Memories of Stottville – Kitty Jenks

 

Kate Oakley Pearson Jenks (1878- ?)

I can shut my eyes now and hear the mill bell ringing before daylight. Bill Hill pumping the well water, the hum of the mill machinery, the horses coming down the hill from the church and over the bridge, and the creek rushing over the dam.

I can smell the wool and grease in the mills, the sulphur water I went with Bill Hill to draw at the springs, the lilac by the north parlor window, the yellow rose bush.

Grandma’s beds of heliotrope and verbena, the buffalo robes in the big sleigh and the ole-kuchen baking in Auntie’s basement kitchen.

In Auntie’s house [that would be Aunt Jane ] only a few things stand out, though every Sunday afternoon I went with Aunt Jule to “call on Auntie.” There were the wax flowers, the gray mantel vases, the short large sofa in Auntie’s bed room, homemade I think, for great grandfather Stott, the Empire sofa in the dark back parlor through which Auntie took us to the garden. She wore a sun bonnet as we went back and forth on the paths between the fountain and the summer house looking at the plants.

“Brightside,” Home of Commodore Francis Horatio (“Big Uncle Frank”) Stott

In Big Uncle Frank’s there is a memory of Aunt Lizzie showing me the portraits of the children she lost – of Flora McDonald playing in the Library – of Big Uncle Frank, Cousin Jen, Tim and Charlie Van R. on the porch.

In the office grandfather, father and the Uncles worked in the back room. Big Uncle Frank, Cousin Arthur & Tim in the front room – and where I remember watching with Grandfather, through the open back door, the creek roaring over the dam in a spring flood.

The people of the older generation, Aunt Liz Oakley, Aunt Jane, Cousin Mary Meyer, Big Uncle Frank, Aunt Lizzie, Miss Lathrop, Mr. Fisher, Aunt Adele and Uncle Bill Oakley and Aunt Fanny Roome – I loved them all – all but Aunt Fanny and I wonder if she wasn’t a disagreeable old lady.

The servants in the house, Mary Gill with red hair – Eliza Jordan the cook – someone will surely tell you how when Grandma had occasion to scold her she said “Eliza, you and I will have to part” and Eliza answered “where are you going Mrs. Stott?” – Bill Hill, beloved of the the children your “Booey,” – Maggie Bateman – William the coachman.

I’ll never forget one day when there was a parade going down Allen St. and we all sat on the front porch. Grandma and Grandpa came through the opposite yard. Driving down the alley to avoid the parade, the victoria had parted in the middle – leaving them stranded while William drove on.

> _Work instructions_:
1. Translate this sentence from the Stottville memoir into Spanish: "I can shut my eyes now and hear the mill bell ringing before daylight."
2. Answer from the Stottville memoir:
(a) What did Auntie wear while walking the garden paths?
(b) Who was the cook?
(c) Down which street was the parade going?
3. Write what comes next in the Stottville memoir, starting after its last sentence.
The records that follow are from a separate source and are not part of the Stottville memoir.

> _Data_:
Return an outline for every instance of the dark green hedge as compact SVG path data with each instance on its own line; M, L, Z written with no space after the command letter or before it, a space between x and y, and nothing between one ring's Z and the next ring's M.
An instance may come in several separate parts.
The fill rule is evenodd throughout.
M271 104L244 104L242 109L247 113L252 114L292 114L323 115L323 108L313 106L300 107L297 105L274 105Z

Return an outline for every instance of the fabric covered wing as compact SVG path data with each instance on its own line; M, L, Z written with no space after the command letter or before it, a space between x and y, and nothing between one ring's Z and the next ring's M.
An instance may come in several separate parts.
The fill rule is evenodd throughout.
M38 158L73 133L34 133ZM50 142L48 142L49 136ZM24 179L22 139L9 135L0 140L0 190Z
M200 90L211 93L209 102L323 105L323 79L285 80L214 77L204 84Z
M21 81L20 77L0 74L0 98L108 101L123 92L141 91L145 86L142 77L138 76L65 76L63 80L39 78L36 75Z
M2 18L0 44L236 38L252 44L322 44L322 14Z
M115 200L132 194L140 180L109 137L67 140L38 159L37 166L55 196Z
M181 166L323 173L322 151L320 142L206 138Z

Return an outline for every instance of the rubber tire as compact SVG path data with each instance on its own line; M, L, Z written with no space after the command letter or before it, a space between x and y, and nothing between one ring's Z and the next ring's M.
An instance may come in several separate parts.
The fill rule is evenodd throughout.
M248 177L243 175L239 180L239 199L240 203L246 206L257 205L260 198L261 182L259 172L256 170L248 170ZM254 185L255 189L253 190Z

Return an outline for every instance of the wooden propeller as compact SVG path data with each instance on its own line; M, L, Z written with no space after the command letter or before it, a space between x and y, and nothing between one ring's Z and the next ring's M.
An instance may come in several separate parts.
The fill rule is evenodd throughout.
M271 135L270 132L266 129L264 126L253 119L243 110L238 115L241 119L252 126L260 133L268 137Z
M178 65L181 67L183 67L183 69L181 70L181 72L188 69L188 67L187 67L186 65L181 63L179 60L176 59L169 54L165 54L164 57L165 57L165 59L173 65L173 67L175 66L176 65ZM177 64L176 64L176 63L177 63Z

> _Task answers_:
1. Ahora puedo cerrar los ojos y oír la campana de la fábrica sonando antes del amanecer.

2.
(a) A sun bonnet
(b) Eliza Jordan
(c) Allen St.

3.
View from The Mountain House (1836), by William Henry Bartlett

The drives were a source of joy and to go as far as Chatham and home through Kinderhook an adventure. Often we bought shad on the river road. Once or twice a year there was an all day picnic to Copake Lake – so Aunt Jule could fish. In the summer there was often a real journey by boat to Catskill and a drive up to Mountain House. There was always a fall picnic for chestnuts when we drove by the Brick Tavern and the little red school house where Grandfather went to school. One drive I remember making in haste with Uncle Charlie – out from Hudson – when we arrived spattered with mud and a snow storm coming on – next day – March 11 – in the midst of the big blizzard of 1888 Jack [Jonathan Pearson II] was born. That time I had a real visit for the roads were blocked. The mills were closed and the men put to work shoveling the Upper Road.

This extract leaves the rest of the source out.